» PASSAGE

## START

This appendix contains a description of every instruction in the instruction set of the Brulez virtual machine. For each instruction the length in bytes is given and if any operands are encoded instructions for decoding them are provided.

  • 0, 0 = pushi2 n. n is encoded. decode by XORing with 0x37195411 (size = 6)

    +----+----+----+----+----+----+
    |  0 |  0 |  # |  # |  # |  # |
    +----+----+----+----+----+----+
  • 0, 1 = pushi n. n is encoded. Add 0xadd01337 to get value (size = 6)

    +----+----+----+----+----+----+
    |  0 |  1 |  # |  # |  # |  # |
    +----+----+----+----+----+----+
  • 0, 2 = push rx. x is encoded. XOR with 0x47 to get x (size = 3)

## END

» WORK TO DO
1) Answer from the Brulez instruction appendix:
(a) Which value is XORed with n to decode the pushi2 operand?
(b) What is added to n to get the value for pushi?
(c) How many bytes long is the push rx instruction?
2) Say whether each statement agrees with the Brulez instruction appendix, and quote the words that decide it:
(a) The pushi2 instruction is six bytes long.
(b) The pushi operand is decoded by XORing it with a constant.
(c) For push rx, x is recovered by XORing with 0x47.
3) Please extend the Brulez instruction appendix past its final entry, in the same format.
The data that follows is separate from the Brulez appendix above.

» RECORDED DATA
## START

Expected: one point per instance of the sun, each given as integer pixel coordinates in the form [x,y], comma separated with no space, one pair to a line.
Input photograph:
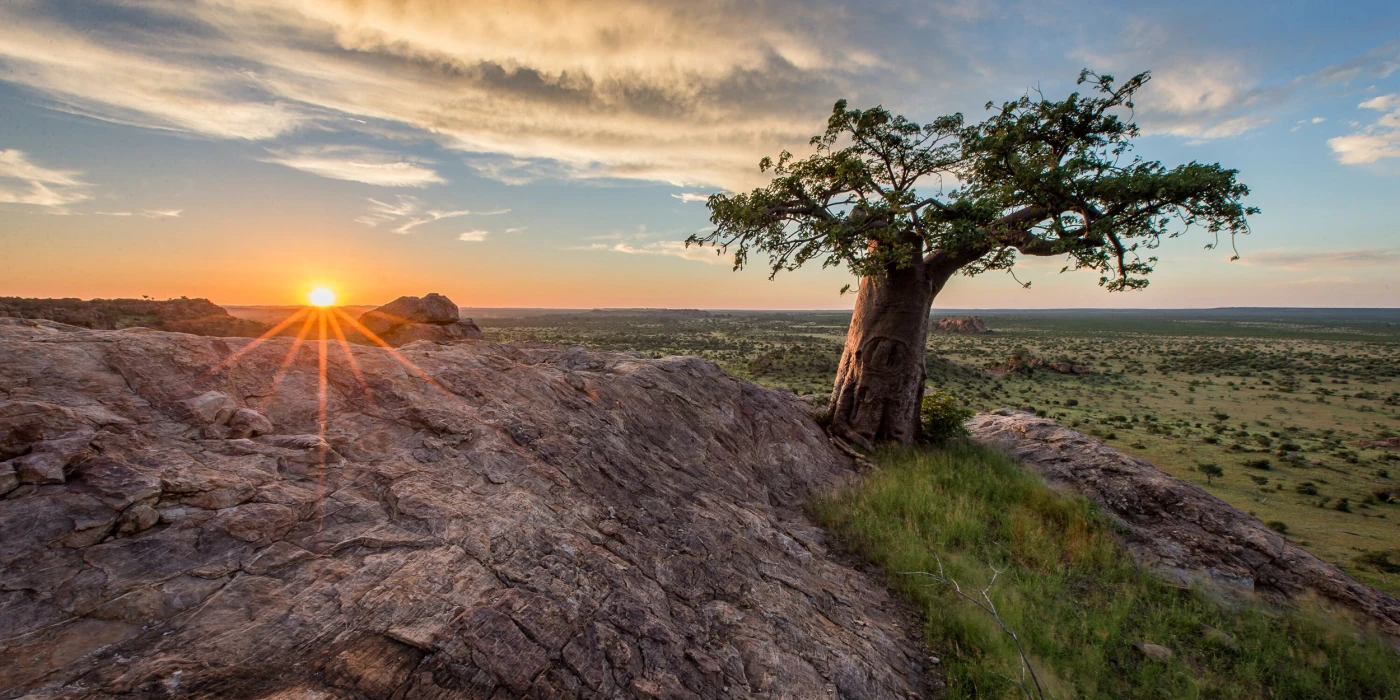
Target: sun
[322,297]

## END

» TASK-BY-TASK OUTPUTS
1)
(a) 0x37195411
(b) 0xadd01337
(c) 3

2)
(a) Yes: "decode by XORing with 0x37195411 (size = 6)"
(b) No: "Add 0xadd01337 to get value"
(c) Yes: "XOR with 0x47 to get x"

3)
    +----+----+----+
    |  0 |  2 |  x |
    +----+----+----+
  • 0, 3 = pop rx. x is encoded. XOR with 0x66 to get x (size = 3)

    +----+----+----+
    |  0 |  3 |  x |
    +----+----+----+
  • 0, 4 = adjsp # (size = 3)

    Adds # to the stack pointer. # is encoded. XOR with 0x45 to get value.

    +----+----+----+
    |  0 |  4 |  # |
    +----+----+----+
  • 1, 3 = xor (rx), ry (size = 5)

    +----+----+----+----+----+
    |  1 |  3 |  y | Sz |  x |
    +----+----+----+----+----+

    Sz = size: 0 byte, 1 half word, 2 word

  • 1, 4 = addi rx, #. x is encoded. substract 3 to get x. set zero flag based on result (0 if result 0, 1 if not) (size = 7)

    +----+----+----+----+----+----+----+
    |  1 |  4 |  x |  # |  # |  # |  # |
    +----+----+----+----+----+----+----+
  • 1, 5 = subi rx, #. x is encoded. substract 2 to get x. set zero flag based on result (0 if result 0, 1 if not) (size = 7)

    +----+----+----+----+----+----+----+
    |  1 |  5 |  x |  # |  # |  # |  # |
    +----+----+----+----+----+----+----+
  • 1, 6 = andi rx, #. x is encoded. substract 5 to get x. set zero flag based on result (0 if result 0, 1 if not) (size = 7)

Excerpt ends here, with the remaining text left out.